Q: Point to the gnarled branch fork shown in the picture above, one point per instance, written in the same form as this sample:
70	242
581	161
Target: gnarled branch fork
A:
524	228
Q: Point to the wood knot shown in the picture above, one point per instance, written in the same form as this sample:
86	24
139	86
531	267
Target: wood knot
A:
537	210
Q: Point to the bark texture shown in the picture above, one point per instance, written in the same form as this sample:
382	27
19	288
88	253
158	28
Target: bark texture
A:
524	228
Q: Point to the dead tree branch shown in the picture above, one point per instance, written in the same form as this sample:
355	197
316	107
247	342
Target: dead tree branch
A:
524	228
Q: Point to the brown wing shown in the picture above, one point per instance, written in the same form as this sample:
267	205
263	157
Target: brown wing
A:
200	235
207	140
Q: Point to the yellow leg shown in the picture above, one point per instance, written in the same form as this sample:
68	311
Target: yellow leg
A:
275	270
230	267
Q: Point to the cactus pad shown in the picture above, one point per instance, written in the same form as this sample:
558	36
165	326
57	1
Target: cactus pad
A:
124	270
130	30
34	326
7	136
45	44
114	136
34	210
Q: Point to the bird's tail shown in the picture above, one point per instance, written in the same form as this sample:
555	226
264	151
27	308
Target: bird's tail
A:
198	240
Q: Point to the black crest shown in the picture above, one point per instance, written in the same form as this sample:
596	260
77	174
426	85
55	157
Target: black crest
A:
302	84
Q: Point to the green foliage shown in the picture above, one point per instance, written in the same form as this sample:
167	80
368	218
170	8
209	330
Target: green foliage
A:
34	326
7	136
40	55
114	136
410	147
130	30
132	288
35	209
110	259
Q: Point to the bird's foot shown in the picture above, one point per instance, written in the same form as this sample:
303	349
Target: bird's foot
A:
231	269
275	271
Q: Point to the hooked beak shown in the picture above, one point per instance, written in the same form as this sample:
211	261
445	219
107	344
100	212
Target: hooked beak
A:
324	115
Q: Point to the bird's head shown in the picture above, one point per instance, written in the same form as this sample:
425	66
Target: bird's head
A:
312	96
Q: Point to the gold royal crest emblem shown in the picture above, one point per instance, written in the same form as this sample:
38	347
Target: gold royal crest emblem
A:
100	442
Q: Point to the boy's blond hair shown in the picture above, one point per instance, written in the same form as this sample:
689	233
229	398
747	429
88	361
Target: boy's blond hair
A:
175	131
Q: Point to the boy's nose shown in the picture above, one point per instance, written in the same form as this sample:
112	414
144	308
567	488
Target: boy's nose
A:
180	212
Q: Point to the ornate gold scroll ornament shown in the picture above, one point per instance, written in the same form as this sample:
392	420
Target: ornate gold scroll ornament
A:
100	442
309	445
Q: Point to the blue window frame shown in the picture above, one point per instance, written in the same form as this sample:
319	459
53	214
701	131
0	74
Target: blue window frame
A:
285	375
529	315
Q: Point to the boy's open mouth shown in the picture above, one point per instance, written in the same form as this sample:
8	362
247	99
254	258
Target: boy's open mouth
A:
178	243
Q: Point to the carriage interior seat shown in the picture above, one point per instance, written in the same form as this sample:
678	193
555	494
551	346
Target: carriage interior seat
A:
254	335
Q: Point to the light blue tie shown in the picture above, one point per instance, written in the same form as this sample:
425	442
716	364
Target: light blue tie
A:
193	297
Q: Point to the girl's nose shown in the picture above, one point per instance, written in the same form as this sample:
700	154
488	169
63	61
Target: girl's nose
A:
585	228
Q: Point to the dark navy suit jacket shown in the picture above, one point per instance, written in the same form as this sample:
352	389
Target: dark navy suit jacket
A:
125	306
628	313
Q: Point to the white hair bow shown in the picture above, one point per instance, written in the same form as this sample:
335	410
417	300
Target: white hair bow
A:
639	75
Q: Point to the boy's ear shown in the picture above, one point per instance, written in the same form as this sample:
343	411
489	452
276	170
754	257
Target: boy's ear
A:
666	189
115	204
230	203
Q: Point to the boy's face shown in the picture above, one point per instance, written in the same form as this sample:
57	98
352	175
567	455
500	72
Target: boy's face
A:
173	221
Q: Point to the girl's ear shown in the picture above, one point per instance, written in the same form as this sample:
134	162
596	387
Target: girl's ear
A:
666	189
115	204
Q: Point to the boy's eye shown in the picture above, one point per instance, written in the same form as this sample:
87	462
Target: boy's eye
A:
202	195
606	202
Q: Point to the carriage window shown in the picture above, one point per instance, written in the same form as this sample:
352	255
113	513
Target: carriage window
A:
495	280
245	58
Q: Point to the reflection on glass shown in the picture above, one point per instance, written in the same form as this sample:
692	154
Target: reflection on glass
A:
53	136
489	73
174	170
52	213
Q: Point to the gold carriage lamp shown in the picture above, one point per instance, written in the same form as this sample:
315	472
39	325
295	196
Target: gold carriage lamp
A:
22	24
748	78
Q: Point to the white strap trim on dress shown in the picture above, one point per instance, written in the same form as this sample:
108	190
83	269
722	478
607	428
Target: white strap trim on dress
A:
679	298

_STATED EXERCISE_
Exactly reproduce the material above.

_THE ANSWER_
Q: Point to the gnarled branch fork shown in the picture above, one point per instance, written in the same form as this sample:
70	242
581	161
Target: gnarled branch fork
A:
524	228
Q: Point to the wood knot shown in the picture above, one point per instance, written in the same form as this sample:
86	24
139	86
531	267
Target: wood knot
A:
537	210
Q: Point to the bark texture shown in the picture above, one point per instance, written in the same form as this sample:
382	27
19	288
88	253
158	28
Target: bark texture
A:
524	228
Q: Point to the dead tree branch shown in the picture above, one point per instance, written in the same form as this sample:
355	197
316	107
247	342
Target: dead tree branch
A:
524	228
Q: Point to the brown wing shown in the picture above, one point per instance, written in the same form as this sample:
267	205
263	157
Target: brown wing
A:
200	235
207	140
Q: Point to the yellow leg shown in the picture above, one point per instance, written in the same form as this sample:
68	311
Target: yellow leg
A:
275	270
230	267
Q: Point to the cactus pad shown in the picture above, one point per instance, written in the same form as this sample:
558	36
165	326
57	1
Target: cactus pad
A:
124	270
130	30
34	326
7	136
45	44
114	136
34	210
Q: Point to the bird's tail shown in the picture above, one point per instance, written in the same form as this sample:
555	226
264	151
27	308
Target: bird's tail
A:
198	240
Q: Point to the black crest shown in the picture above, one point per instance, written in the same form as this sample:
596	260
77	174
426	85
55	157
Target: black crest
A:
302	84
Q: Point to the green foliage shown in the picture above, one point per instance, written in the same form as this sample:
167	80
368	218
170	8
209	330
Target: green foliage
A:
34	326
7	136
40	55
114	136
410	147
130	30
132	288
35	209
110	259
Q: Point to the bird's foot shown in the picture above, one point per instance, written in the same form as this sample:
303	349
Target: bird's foot
A:
231	269
275	271
Q: Point to the hooked beak shown in the picture above, one point per instance, written in the same form as this sample:
211	261
445	219
107	344
100	212
Target: hooked beak
A:
324	115
Q: Point to the bird's head shown in the picture above, one point per instance, written in the same form as this sample:
425	66
Target: bird's head
A:
312	96
Q: Point to the gold royal crest emblem shown in the picture above, one point per instance, written in the same form as this sample:
38	347
Target: gold royal crest emblem
A:
100	442
Q: Point to the boy's blond hair shown in the picture above, one point per instance, written in the same form as this sample:
689	233
229	398
747	429
88	361
Target: boy's blond hair
A:
175	131
Q: Point to the boy's nose shown in the picture above, one point per instance, written in the same form as this sample:
112	414
144	308
567	488
Target: boy's nose
A:
180	212
Q: Point to the ornate gold scroll ornament shown in the picture above, one point per instance, written in the same form as this sample:
392	420
Target: ornate gold scroll ornament
A:
100	442
309	445
Q: Point to the blue window frame shown in the picture above, one point per instance, written in the same form as this sample:
319	459
53	214
701	131
0	74
Target: blue window frame
A:
285	375
529	315
Q: Point to the boy's open mouth shown in the picture above, one point per instance, written in the same form as this sample:
8	362
247	99
254	258
Target: boy's open mouth
A:
178	243
Q: Point to the carriage interior seat shown in the picture above, one point per instance, written in the same form as this sample:
678	193
555	494
551	346
Target: carriage interior seat
A:
254	335
Q: Point to the light blue tie shown in the picture above, one point per instance, written in the same form as this sample:
425	442
716	364
Target: light blue tie
A:
193	297
Q: Point to the girl's nose shown in the picture above, one point per instance, written in the same form as this sample:
700	154
488	169
63	61
Target: girl's nose
A:
585	228
Q: Point to the dark navy suit jacket shown in the picture above, one point per instance, written in the same form as this sample:
352	389
Target: dark navy suit jacket
A:
125	306
628	313
Q: Point to the white hair bow shown in the picture above, one point per instance, written in the same form as this sample:
335	410
417	300
Target: white hair bow
A:
639	75
Q: Point to the boy's ear shown in the picture above, one point per instance, written in the same form as this sample:
343	411
489	452
276	170
754	257
Target: boy's ear
A:
666	189
115	204
230	203
Q: Point to the boy's face shown in the picture above, one point per instance, written in the same form as this sample:
57	98
352	175
567	455
500	72
Target: boy's face
A:
173	221
Q: Point to the girl's ear shown in the picture above, one point per instance, written in the same form as this sample:
134	162
596	387
Target: girl's ear
A:
666	189
115	204
Q: Point to the boy's eye shown in the picture above, one point per instance, written in the same form as this sample:
87	462
Target: boy's eye
A:
202	195
606	202
Q: Point to the carriage window shown in the picture above, one point per instance, written in the same form as this sample:
352	255
113	513
Target: carriage window
A:
495	280
245	58
Q: Point to the reflection on glass shown in the picture above, one point per instance, written in the same form as this sample:
692	154
Target: reflection on glass
A:
53	136
489	73
174	170
52	213
Q: Point to the gold carriage lamp shown in the picture above, one point per instance, written in the same form as this sample:
315	472
39	325
295	196
Target: gold carriage lamp
A:
22	24
748	78
Q: Point to the white strap trim on dress shown in the picture above, one point per instance, written in the same form as this sample:
108	190
83	269
722	478
607	428
Target: white strap trim on dress
A:
679	298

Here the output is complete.